GIVEN EXERCISE:
Could you gather and copy out every line in the records below that contains the word "slope"?

*** DATA LISTING ***

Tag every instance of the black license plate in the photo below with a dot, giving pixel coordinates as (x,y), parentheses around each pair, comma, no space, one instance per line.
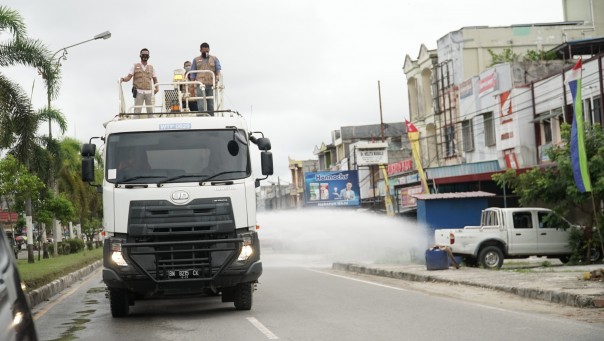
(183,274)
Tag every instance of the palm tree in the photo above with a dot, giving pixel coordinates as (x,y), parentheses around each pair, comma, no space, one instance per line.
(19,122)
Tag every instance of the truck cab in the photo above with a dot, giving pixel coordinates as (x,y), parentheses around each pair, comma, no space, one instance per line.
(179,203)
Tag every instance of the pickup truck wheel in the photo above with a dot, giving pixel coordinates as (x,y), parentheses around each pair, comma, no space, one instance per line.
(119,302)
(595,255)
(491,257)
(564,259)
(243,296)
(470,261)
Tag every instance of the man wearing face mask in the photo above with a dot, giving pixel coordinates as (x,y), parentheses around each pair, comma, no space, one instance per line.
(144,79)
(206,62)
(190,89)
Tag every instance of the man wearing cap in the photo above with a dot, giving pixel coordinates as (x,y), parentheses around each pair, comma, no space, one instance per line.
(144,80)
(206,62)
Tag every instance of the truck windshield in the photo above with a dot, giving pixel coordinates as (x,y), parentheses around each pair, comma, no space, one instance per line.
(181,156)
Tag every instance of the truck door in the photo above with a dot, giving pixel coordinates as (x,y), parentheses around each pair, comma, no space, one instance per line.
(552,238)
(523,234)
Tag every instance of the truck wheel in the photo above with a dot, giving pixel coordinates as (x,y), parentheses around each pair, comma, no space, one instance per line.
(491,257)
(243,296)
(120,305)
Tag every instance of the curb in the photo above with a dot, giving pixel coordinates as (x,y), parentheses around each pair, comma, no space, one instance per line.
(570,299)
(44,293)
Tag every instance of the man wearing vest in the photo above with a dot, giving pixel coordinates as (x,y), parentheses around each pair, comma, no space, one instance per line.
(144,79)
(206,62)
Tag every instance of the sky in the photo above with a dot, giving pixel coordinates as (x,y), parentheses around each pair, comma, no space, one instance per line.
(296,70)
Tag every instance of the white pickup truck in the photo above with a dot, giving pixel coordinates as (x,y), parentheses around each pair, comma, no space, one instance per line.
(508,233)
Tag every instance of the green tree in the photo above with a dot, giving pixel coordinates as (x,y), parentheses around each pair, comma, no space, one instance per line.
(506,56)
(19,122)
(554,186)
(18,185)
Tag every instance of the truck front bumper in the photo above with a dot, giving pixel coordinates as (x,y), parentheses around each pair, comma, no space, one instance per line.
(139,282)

***
*** DATA LISTING ***

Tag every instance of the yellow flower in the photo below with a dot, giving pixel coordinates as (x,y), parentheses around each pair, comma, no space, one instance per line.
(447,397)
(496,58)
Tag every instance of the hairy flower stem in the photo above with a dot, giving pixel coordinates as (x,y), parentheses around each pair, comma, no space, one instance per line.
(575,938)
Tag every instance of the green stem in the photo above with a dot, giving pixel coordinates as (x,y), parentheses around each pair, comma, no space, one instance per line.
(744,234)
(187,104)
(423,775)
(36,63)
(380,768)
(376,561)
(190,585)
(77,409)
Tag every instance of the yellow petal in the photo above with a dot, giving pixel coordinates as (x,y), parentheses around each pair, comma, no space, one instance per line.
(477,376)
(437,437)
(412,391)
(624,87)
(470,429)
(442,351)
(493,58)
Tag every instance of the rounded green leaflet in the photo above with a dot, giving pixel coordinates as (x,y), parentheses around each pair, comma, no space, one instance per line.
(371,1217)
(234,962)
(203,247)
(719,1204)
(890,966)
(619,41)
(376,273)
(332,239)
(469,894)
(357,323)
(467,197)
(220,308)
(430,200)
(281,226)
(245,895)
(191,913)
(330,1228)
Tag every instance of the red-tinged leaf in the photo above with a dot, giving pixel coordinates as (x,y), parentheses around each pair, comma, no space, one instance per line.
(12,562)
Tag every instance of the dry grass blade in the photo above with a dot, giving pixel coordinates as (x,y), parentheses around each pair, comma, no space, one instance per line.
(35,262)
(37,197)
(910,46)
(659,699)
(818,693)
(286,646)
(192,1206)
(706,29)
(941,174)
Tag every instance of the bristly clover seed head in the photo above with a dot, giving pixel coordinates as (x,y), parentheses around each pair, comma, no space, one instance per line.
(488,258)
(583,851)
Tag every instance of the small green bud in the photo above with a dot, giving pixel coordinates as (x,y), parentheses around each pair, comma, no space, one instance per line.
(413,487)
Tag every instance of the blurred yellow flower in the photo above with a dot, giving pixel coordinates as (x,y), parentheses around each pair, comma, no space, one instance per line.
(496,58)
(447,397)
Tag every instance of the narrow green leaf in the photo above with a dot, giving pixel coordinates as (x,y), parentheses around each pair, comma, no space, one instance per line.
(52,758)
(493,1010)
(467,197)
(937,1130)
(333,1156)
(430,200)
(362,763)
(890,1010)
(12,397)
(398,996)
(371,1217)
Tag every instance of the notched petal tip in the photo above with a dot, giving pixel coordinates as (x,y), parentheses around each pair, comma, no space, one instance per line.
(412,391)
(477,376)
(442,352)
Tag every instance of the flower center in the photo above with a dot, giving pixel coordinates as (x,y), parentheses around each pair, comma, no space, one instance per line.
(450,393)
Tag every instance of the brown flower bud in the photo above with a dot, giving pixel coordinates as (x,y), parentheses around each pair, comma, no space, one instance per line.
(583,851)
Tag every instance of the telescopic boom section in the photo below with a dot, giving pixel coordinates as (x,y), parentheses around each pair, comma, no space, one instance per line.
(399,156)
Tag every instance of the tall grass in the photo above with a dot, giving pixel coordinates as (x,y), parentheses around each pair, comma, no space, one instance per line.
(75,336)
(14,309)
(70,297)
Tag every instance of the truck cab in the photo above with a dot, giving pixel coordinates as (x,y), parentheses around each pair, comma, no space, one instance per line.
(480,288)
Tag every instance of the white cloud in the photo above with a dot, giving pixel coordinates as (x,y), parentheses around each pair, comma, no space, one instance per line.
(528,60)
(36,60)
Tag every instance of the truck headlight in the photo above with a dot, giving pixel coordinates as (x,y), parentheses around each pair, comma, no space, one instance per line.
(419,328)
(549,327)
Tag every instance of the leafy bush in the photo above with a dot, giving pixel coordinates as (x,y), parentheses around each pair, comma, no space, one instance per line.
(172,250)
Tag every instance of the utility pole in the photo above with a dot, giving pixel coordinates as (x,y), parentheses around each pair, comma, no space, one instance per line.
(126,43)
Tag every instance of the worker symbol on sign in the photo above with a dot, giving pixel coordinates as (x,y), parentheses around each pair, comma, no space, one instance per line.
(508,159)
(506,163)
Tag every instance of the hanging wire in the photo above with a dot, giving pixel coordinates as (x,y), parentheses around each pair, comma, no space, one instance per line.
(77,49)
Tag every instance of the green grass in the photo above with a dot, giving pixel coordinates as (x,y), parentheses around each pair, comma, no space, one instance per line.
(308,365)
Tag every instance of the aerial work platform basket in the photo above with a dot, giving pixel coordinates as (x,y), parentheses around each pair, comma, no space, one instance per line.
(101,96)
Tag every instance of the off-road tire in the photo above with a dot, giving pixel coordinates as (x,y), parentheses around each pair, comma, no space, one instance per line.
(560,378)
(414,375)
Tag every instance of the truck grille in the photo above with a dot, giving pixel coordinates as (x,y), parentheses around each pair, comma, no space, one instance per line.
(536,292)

***
*** DATA LISTING ***

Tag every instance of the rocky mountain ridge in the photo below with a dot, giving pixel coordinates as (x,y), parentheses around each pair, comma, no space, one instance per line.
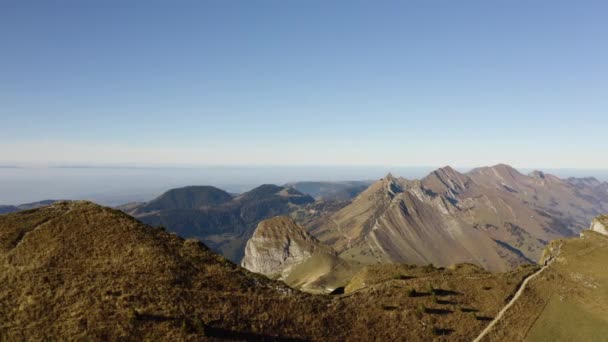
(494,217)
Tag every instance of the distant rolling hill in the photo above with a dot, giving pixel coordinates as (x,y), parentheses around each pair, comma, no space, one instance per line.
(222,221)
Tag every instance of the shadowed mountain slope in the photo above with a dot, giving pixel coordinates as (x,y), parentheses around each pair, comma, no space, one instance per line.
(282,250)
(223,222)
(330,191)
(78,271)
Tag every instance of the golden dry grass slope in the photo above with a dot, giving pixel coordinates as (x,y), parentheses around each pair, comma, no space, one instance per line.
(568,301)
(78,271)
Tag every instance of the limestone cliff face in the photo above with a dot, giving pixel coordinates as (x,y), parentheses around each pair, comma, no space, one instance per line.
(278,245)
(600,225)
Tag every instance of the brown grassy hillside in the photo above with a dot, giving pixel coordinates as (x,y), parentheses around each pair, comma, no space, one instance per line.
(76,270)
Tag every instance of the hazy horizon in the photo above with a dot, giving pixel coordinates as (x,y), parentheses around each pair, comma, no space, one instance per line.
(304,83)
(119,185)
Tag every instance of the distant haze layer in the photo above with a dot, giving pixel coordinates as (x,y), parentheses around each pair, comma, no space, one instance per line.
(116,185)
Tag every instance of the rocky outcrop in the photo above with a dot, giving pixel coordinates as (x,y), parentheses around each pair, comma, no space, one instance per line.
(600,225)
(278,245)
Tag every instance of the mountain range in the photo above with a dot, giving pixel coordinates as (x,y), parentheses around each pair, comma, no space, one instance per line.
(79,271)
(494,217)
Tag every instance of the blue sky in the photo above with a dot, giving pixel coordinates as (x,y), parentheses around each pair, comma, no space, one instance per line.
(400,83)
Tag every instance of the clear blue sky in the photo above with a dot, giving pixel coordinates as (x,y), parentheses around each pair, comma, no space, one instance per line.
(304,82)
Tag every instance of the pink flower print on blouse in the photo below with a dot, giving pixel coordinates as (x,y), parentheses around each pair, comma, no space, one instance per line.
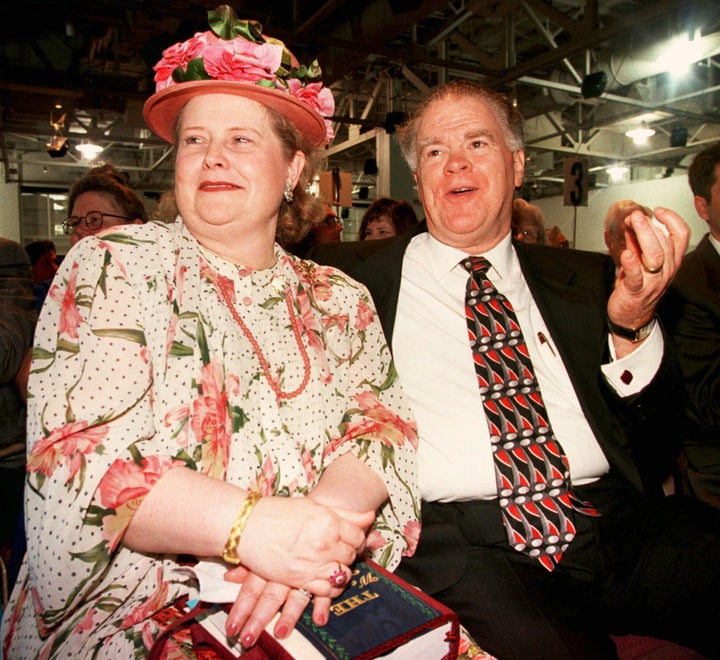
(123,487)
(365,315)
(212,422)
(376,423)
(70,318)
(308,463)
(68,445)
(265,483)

***

ANSWER FOR THIS EXERCISE:
Tag every instance of the shadowed mountain slope in the photo above with a dot, giving pixel coordinates as (x,y), parentheses around each pair, comma, no space, one instance per line.
Tag every instance of the golden dry grass slope in the photo above with a dot, giving pixel coordinates as (x,y), parentheses around each pair, comma, no space, one instance per line.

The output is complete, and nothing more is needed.